### Work order
Could you return every record below exactly as it is written?
- - - -
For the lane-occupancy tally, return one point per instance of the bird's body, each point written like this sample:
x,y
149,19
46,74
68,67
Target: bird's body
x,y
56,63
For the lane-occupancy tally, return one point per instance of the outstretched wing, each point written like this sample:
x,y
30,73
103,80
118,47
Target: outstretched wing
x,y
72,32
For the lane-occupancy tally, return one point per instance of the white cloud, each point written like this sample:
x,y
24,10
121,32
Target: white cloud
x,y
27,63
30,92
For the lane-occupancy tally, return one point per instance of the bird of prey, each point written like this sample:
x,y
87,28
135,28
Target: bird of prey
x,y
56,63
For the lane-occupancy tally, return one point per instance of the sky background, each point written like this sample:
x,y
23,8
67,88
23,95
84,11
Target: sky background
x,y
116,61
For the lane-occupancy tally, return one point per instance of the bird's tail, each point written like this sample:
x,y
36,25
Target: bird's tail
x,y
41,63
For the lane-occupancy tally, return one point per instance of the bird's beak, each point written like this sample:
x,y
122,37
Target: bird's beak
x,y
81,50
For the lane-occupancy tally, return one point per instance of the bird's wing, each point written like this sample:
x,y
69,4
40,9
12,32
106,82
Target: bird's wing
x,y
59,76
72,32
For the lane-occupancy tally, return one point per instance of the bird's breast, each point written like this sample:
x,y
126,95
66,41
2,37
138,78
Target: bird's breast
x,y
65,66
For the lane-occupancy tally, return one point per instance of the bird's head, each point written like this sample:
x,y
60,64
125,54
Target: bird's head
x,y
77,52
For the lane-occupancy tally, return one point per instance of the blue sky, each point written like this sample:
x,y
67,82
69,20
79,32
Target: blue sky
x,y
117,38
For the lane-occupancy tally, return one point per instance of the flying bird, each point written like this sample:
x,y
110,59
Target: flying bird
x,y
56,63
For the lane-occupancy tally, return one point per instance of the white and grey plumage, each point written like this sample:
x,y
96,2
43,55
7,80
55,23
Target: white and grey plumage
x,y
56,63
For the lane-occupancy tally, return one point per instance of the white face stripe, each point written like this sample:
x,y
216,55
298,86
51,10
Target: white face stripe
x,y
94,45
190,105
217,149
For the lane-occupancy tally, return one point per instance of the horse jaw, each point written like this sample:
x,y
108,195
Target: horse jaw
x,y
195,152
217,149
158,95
- - - -
### Task result
For the lane-occupancy tally, return one point per instance of the bird's body, each point written like this sample:
x,y
149,19
46,74
68,67
Target: bird's body
x,y
56,63
For the lane-occupancy tally, return one point per instance of the outstretched wing, each point written like this sample:
x,y
30,73
103,80
118,47
Target: outstretched wing
x,y
72,32
For the lane-occupancy tally, return one point per instance of the white cloud, each point written like this sample:
x,y
24,10
121,32
Target: white cloud
x,y
27,63
30,92
For the lane-occupancy tally, return one point per instance of the bird of prey, each point written like this sample:
x,y
87,28
135,28
Target: bird of prey
x,y
56,63
For the lane-occupancy tally, return one point per instance of the sky background, each point written like this sample:
x,y
23,8
67,88
23,95
84,11
Target: sky background
x,y
116,61
For the lane-occupancy tally, return one point per instance of the bird's tail, each point written like this sample:
x,y
36,25
Target: bird's tail
x,y
41,63
For the lane-occupancy tally, return one point per instance of the bird's beak, each point written like this sample:
x,y
122,37
Target: bird's beak
x,y
81,50
For the lane-occupancy tally, return one point per instance of the bird's wing, each point written like this sample:
x,y
69,4
40,9
12,32
106,82
Target: bird's wing
x,y
59,76
72,32
For the lane-occupancy tally, return one point per instance of the bird's breast, each point written like this sample:
x,y
126,95
66,41
2,37
138,78
Target: bird's breast
x,y
65,66
For the lane-occupancy tally, return one point per instance of the bird's head, each point written like this sample:
x,y
60,64
125,54
Target: bird's head
x,y
77,52
For the lane-occupancy tally, return one point per instance of the blue sky, each point written like this sample:
x,y
67,82
69,20
79,32
Target: blue sky
x,y
117,38
For the lane-occupancy tally, return one point per instance of the flying bird, each point written like this sample:
x,y
110,59
Target: flying bird
x,y
56,63
For the lane-occupancy tally, return one point per instance of the white and grey plumage, each point written like this sample:
x,y
96,2
43,55
7,80
55,23
Target: white and grey plumage
x,y
56,63
For the lane-occupancy tally, return one point per instance of the white face stripe, each point written like this sample:
x,y
216,55
298,86
51,10
Target: white face stripe
x,y
94,45
190,105
217,149
For the lane-occupancy tally, return one point per instance of the horse jaw, each point written like this sample:
x,y
108,195
Target: horse jaw
x,y
195,152
217,149
158,95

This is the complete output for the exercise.